PROBLEM STATEMENT:
Report each line from the records where the string "below" turns up.

TASK INPUTS:

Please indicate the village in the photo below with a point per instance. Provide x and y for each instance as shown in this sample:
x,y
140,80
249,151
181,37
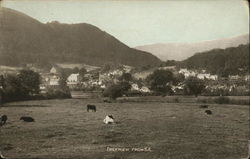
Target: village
x,y
97,79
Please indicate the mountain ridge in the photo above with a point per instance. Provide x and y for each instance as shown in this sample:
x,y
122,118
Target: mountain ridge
x,y
26,40
174,51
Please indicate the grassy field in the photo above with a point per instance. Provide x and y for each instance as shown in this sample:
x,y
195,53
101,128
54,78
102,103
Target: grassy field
x,y
64,129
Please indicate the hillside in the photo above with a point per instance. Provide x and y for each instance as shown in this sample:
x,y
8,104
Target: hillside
x,y
26,40
230,61
181,51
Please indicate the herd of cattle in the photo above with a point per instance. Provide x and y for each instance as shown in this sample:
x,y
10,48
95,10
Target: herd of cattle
x,y
109,119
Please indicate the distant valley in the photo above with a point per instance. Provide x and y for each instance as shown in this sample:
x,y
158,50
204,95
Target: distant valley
x,y
24,40
181,51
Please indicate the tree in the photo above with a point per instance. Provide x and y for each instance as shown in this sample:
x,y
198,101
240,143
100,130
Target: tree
x,y
30,81
126,77
179,78
116,90
82,72
194,86
75,70
63,80
160,81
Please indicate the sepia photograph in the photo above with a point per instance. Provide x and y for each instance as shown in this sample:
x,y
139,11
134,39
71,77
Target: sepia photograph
x,y
124,79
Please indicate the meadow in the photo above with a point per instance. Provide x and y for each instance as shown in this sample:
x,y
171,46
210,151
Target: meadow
x,y
180,130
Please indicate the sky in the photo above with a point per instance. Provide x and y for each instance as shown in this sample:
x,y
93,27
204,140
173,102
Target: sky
x,y
142,22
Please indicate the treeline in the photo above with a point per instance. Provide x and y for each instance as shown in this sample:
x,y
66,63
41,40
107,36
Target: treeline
x,y
25,85
223,62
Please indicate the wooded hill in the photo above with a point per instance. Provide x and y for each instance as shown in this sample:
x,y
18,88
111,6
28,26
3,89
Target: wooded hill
x,y
25,40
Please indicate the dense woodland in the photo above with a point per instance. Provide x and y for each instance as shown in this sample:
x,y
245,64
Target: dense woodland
x,y
25,40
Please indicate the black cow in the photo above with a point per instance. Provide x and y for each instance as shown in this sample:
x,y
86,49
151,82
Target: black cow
x,y
3,120
91,107
27,119
203,106
209,112
1,156
111,116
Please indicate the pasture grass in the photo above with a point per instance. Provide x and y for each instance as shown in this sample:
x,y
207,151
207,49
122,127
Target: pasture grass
x,y
64,129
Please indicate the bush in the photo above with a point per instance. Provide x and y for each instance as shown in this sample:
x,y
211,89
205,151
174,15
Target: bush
x,y
116,90
222,100
54,93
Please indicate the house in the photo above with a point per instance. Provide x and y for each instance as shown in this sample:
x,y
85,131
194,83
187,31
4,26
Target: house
x,y
234,77
73,79
187,73
207,76
55,70
247,78
145,89
54,80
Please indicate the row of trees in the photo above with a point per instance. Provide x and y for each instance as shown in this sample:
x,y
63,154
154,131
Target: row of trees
x,y
21,86
161,82
26,85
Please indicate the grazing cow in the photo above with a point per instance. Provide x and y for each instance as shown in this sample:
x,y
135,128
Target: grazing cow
x,y
203,106
91,107
3,120
109,119
106,101
209,112
27,119
1,156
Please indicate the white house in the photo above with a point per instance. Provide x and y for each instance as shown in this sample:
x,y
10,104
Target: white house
x,y
187,73
54,70
73,79
145,89
54,80
207,76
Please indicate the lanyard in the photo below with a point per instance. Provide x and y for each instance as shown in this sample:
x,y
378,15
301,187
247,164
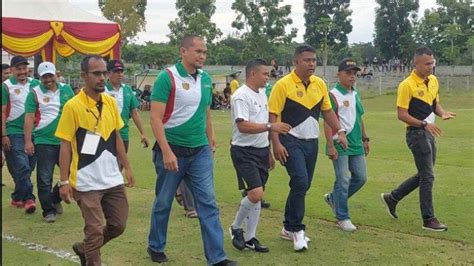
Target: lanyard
x,y
99,105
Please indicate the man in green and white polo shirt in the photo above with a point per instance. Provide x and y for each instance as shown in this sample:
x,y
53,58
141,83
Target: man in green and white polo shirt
x,y
126,101
43,109
181,124
349,164
20,165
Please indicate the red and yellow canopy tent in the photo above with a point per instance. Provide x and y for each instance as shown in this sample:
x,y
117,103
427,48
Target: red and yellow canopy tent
x,y
53,27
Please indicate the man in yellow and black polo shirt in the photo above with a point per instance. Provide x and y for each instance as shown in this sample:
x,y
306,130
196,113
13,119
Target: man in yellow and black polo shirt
x,y
298,99
417,105
90,145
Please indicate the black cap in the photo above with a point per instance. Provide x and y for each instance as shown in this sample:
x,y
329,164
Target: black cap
x,y
348,64
113,65
18,60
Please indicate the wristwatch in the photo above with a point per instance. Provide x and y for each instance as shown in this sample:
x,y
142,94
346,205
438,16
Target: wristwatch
x,y
63,183
423,124
269,126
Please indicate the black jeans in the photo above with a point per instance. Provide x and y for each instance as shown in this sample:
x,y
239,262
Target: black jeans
x,y
423,148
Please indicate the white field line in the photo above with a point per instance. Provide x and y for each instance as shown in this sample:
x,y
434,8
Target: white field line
x,y
42,248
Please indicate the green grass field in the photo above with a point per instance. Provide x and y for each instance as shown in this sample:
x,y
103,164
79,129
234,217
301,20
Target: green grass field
x,y
379,240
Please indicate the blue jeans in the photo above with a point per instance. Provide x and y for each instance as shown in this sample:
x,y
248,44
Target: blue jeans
x,y
48,157
351,175
302,156
197,172
20,166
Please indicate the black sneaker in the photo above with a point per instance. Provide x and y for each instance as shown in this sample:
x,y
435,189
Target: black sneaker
x,y
254,244
434,225
226,262
77,249
237,236
159,257
390,204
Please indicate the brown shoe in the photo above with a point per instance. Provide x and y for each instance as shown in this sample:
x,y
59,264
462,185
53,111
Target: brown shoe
x,y
77,249
434,225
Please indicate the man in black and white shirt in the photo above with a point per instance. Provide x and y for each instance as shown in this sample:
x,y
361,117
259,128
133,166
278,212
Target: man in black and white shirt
x,y
250,151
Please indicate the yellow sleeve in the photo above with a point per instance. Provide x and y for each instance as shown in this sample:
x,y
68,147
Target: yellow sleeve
x,y
277,99
67,125
403,95
326,100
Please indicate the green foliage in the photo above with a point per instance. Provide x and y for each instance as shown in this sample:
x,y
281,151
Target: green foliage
x,y
194,17
332,21
394,21
446,30
262,25
130,15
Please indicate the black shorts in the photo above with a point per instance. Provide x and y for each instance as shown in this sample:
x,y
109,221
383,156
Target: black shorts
x,y
251,165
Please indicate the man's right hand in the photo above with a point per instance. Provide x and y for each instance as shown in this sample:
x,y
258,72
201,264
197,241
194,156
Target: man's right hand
x,y
6,143
281,128
29,148
280,153
332,152
65,192
170,161
433,129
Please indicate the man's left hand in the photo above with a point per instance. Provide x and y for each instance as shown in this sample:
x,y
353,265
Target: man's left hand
x,y
130,178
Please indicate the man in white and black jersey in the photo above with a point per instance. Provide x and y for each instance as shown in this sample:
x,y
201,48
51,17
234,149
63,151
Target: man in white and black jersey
x,y
250,151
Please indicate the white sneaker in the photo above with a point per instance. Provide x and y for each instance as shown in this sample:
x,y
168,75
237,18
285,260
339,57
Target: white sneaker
x,y
346,225
299,241
287,235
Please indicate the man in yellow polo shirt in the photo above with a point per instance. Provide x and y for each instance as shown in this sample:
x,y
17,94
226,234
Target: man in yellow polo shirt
x,y
298,99
90,145
417,106
234,84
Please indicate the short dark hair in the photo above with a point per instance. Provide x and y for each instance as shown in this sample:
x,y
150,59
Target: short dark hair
x,y
252,64
188,40
422,51
87,59
303,48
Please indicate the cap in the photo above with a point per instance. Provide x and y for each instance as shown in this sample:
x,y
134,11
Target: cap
x,y
46,68
115,65
348,64
18,60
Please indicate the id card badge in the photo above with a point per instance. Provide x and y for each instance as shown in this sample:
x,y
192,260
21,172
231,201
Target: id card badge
x,y
91,142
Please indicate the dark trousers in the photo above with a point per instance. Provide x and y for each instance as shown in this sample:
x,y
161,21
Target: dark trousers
x,y
423,148
20,166
300,167
48,157
96,206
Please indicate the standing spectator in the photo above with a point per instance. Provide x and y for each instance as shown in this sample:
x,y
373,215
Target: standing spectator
x,y
90,145
417,105
349,164
298,99
44,104
14,93
234,84
126,102
184,148
6,72
250,152
60,77
375,63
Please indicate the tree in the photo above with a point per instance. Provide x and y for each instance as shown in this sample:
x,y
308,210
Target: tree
x,y
194,17
394,20
130,15
262,24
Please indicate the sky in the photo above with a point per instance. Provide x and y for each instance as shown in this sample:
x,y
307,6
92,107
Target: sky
x,y
160,12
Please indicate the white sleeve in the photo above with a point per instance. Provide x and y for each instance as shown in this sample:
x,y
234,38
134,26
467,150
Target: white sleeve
x,y
240,109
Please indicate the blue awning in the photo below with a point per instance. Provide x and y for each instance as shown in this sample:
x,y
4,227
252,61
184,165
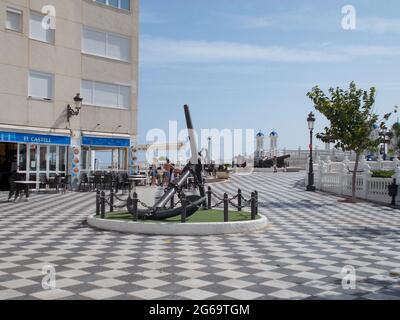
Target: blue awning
x,y
19,137
92,141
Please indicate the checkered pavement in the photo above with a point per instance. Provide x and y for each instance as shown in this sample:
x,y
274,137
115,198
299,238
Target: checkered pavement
x,y
310,238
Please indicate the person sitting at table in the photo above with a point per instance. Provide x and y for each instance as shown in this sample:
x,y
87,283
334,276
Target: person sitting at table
x,y
153,174
167,173
15,188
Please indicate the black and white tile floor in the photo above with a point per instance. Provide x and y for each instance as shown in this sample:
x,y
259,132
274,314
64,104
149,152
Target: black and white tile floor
x,y
301,255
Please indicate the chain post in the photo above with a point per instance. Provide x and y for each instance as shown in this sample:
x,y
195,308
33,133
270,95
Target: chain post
x,y
239,200
226,207
184,208
103,204
97,202
135,206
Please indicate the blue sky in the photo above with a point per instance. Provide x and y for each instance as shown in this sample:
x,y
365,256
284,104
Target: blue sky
x,y
249,63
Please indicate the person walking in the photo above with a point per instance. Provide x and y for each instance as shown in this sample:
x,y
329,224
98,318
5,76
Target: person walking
x,y
15,189
167,173
275,160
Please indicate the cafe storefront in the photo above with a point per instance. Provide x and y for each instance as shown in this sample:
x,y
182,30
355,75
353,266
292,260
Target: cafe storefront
x,y
34,154
105,153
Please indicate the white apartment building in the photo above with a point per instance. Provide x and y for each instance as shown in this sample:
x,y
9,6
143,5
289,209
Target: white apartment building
x,y
50,50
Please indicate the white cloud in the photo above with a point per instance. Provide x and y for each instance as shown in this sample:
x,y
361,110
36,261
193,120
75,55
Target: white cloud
x,y
148,17
168,51
379,25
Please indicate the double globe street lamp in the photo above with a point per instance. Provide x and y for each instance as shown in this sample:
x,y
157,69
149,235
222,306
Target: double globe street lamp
x,y
78,105
311,123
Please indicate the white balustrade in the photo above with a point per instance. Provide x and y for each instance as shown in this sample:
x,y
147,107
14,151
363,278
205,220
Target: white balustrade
x,y
336,177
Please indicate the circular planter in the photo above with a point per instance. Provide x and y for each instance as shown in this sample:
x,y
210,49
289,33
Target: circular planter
x,y
178,229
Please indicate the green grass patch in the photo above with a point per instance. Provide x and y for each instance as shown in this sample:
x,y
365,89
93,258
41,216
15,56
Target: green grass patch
x,y
199,216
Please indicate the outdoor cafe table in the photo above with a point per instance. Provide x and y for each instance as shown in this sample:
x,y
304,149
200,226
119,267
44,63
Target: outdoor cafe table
x,y
26,185
137,178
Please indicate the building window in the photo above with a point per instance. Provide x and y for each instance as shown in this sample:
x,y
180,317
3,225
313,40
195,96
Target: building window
x,y
120,4
40,85
105,94
37,30
106,44
14,20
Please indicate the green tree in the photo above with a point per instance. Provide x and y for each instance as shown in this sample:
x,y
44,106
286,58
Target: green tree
x,y
352,119
396,135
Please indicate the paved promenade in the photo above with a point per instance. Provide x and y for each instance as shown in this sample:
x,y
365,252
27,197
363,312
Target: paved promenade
x,y
311,237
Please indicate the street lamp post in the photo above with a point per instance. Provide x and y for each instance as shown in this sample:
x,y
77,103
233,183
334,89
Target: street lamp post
x,y
78,105
311,122
384,134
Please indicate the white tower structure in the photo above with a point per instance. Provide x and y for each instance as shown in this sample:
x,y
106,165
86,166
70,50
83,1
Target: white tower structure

THE COMPLETED TASK:
Please indicate the village in the photo below with a point per instance. Provide x and y for each instance as shown in this sample:
Please indicate the lanyard in the photo below with a point per instance. Provide x and y for each instance as shown in this sample:
Please indicate the blue awning in the photo below with a point per instance. Provide x and y for each instance as shown in this sample:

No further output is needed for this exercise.